**QUOTED TEXT:**
•••

# Cartel Midas or W&W Winex Riser?



## JimB1 (Feb 18, 2013)

OK, I think I am down to these two as my riser choice. 

Winex
Pro: Well battle tested. The Winex has been used in many pro level tournaments up to and including the Olympics. Nicer paint ( I like the new silver/blue combo)
Con: Unable to try before buying, relying on reviews and pics more. Not really any cons to this other then price that I can see. 
Other:6061 Aluminum alloy (alloyed with Magnesium) makes it more ductile (able to bend or wilt under stress). Recently Win & Win moved all their riser production to China, haven't read of anything bad coming out of that move at present, just wary of the issues involved with moving a manufacturing facility.

Cartel Midas
Pro: Cartel's recent collaboration with Bow Korea has given them a lot of ability to improve this riser. Better paint (Blue and Green look great), dark wood grip looks nice, nicer graphics. Grip is similar to the Fantom which I find very good.
Con: Largely unnoticed in the Internet, few hands on reviews (those that are out there are all good - excellent though)
Other: 7001 Aluminum alloy (alloyed with Zinc) makes it harder and stronger but potentially more brittle (able to crack under stress)

About $100 price difference between these two. Both are forged and painted risers, both would need to be ordered. I like the looks of both, in fact they don't look all that different from each other. The Winex in pics may have an edge in finish but without seeing them both side by side in person I can't really tell. I think the Winex may have slightly more tiller adjustment room but the tiller adjustment mechanism is very similar (Grub screws with a pivoting dovetail). 

Just not sure I should spend the extra $100 on the Winex or put that towards my next few lessons or a set of Easton x7 or Carbon one arrows...
Pulling the trigger on something tonight though so any comments or points I am missing would be appreciated.
Thanks
Jim


----------



## massman (Jun 21, 2004)

Winex


----------



## JimB1 (Feb 18, 2013)

Succinct to be sure :smile:

Any particular reason?


----------



## baller (Oct 4, 2006)

Winex is a proven design from a higher quality company. Better materials, workmanship, quality control, etc.....in my experience anyways. Don't skimp on the riser....get the best one you can at the beginning...it will stay with you for a very long time as you and the rest of your kit evolve and advance.


----------



## williamskg6 (Dec 21, 2008)

I have a Midas. The Midas has apparently been through at least one revision, because mine does not look exactly like the ones being offered on Lancaster, nor does it look exactly like those I've seen in photos of other Midas owners. The older revision (mine) has more of a satin anodizing instead of polished anodizing. The newer one has a little more refined machining with more curved surfaces, although the overall profile looks very similar. I paired my Midas with some Win & Win Winact carbon/wood limbs. Mine has a satin cobalt blue anodizing that matches perfectly with Shibuya's blue anodizing.

•••

**YOUR INSTRUCTIONS:** Return, word for word, the part of the riser thread starting with "Winex is a proven" and going on through "(Dec 21, 2008)".

•••

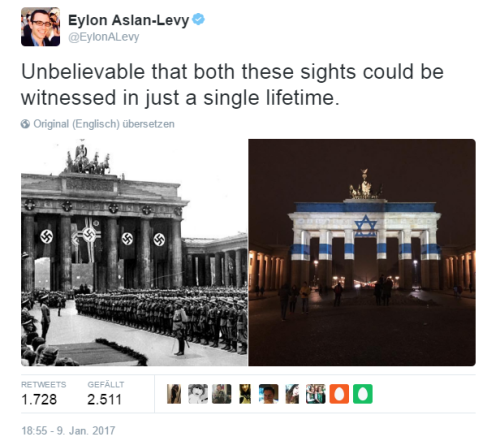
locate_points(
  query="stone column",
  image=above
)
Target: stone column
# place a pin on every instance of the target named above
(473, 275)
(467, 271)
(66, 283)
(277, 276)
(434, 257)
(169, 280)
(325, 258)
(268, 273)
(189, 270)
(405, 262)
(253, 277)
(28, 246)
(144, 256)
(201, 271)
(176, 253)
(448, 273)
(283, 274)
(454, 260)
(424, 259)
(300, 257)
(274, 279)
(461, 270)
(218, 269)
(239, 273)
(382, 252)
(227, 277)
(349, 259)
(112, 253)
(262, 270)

•••

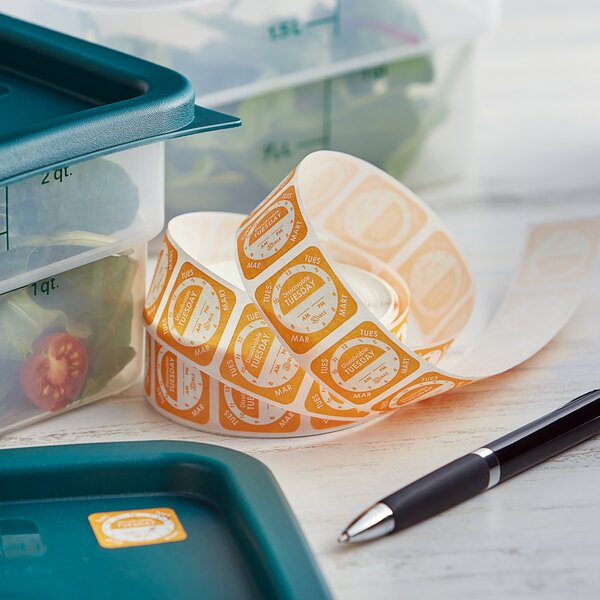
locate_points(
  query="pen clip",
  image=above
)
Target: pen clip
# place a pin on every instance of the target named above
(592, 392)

•••

**CORRECT OUTPUT:**
Winex is a proven design from a higher quality company. Better materials, workmanship, quality control, etc.....in my experience anyways. Don't skimp on the riser....get the best one you can at the beginning...it will stay with you for a very long time as you and the rest of your kit evolve and advance.


----------



## williamskg6 (Dec 21, 2008)